◆ Prompt: Could you please retype all of the data below exactly?

◆ Records provided:

==========

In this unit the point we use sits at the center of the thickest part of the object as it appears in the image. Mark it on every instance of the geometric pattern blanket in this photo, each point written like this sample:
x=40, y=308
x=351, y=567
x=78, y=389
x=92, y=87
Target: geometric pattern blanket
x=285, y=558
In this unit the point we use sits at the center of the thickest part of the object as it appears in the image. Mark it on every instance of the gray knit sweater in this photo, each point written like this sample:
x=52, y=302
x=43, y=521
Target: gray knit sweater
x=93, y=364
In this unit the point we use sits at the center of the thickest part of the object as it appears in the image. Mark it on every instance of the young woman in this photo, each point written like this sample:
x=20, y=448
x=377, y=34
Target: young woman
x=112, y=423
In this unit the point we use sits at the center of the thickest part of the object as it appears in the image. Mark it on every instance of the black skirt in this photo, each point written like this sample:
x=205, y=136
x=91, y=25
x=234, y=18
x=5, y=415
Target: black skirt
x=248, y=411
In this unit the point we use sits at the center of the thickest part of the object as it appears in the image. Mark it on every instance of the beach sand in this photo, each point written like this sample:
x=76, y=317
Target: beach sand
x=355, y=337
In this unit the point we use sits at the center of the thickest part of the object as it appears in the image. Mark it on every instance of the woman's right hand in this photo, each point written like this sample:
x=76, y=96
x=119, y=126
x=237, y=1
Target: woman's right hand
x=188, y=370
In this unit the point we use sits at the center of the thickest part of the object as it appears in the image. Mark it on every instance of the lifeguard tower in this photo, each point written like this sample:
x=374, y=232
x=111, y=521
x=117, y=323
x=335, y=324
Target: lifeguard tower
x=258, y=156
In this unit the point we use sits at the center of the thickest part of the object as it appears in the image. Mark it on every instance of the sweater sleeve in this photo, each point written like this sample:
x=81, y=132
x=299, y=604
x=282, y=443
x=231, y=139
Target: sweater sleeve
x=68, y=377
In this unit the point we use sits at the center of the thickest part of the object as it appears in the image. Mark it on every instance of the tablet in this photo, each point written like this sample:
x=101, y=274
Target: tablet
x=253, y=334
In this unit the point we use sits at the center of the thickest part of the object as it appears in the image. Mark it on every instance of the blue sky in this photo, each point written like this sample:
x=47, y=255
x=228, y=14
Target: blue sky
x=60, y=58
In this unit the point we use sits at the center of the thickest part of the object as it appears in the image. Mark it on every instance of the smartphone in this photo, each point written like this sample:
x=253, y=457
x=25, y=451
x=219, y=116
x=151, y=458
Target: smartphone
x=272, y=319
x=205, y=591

==========

◆ Exercise result:
In this unit the point we use sits at the center of the thickest part of the object as it appears in the image. Mark it on every instance of the geometric pattern blanket in this photo, each point written like this sample:
x=40, y=308
x=351, y=567
x=78, y=389
x=92, y=87
Target: geometric pattern blanket
x=285, y=558
In this unit the point we use sits at the center of the thickest part of the object as it appears in the image. Mark it on every instance of the gray knit sweater in this photo, each point written like this sample:
x=52, y=302
x=43, y=521
Target: gray knit sweater
x=93, y=364
In this unit the point we use sits at the center of the thickest part of the object as it appears in the image. Mark it on every instance of the young woman in this photo, each point written like this sample:
x=20, y=448
x=377, y=34
Target: young woman
x=112, y=423
In this unit the point we use sits at the center of the thickest part of the object as it appears in the image. Mark it on every instance of the black skirt in this photo, each point written like this sample:
x=205, y=136
x=91, y=25
x=234, y=18
x=5, y=415
Target: black skirt
x=248, y=411
In this unit the point we use sits at the center of the thickest part of the object as it appears in the image. Mark it on every instance of the beach sand in this photo, each point written like this sample:
x=76, y=317
Target: beach sand
x=355, y=337
In this unit the point we use sits at the center of the thickest part of the object as it appears in the image. Mark it on every instance of the woman's right hand in this photo, each point written like this sample:
x=76, y=96
x=119, y=126
x=237, y=1
Target: woman's right hand
x=188, y=370
In this unit the point we use sits at the center of the thickest part of the object as it appears in the image. Mark it on every instance of the lifeguard tower in this photo, each point written like this sample:
x=374, y=232
x=111, y=521
x=117, y=323
x=335, y=324
Target: lifeguard tower
x=258, y=156
In this unit the point we use sits at the center of the thickest part of the object as it appears in the image. Mark it on every instance of the sweater sleeve in this photo, each point written like this sample:
x=81, y=132
x=299, y=604
x=282, y=443
x=231, y=139
Target: sweater sleeve
x=68, y=377
In this unit the point we use sits at the center of the thickest part of the object as it appears in the image. Mark it on every instance of the tablet in this photo, each point written like this sample:
x=101, y=274
Target: tablet
x=253, y=334
In this unit the point we use sits at the center of the thickest part of the object as it appears in the image. Mark it on every instance of the blue sky in this photo, each point written like this sample:
x=47, y=255
x=228, y=14
Target: blue sky
x=60, y=58
In this unit the point we use sits at the center of the thickest part of the object as it appears in the image. Mark it on every instance of the smartphone in this photo, each point written like this sample:
x=253, y=457
x=25, y=451
x=219, y=116
x=151, y=458
Target: smartphone
x=272, y=319
x=205, y=591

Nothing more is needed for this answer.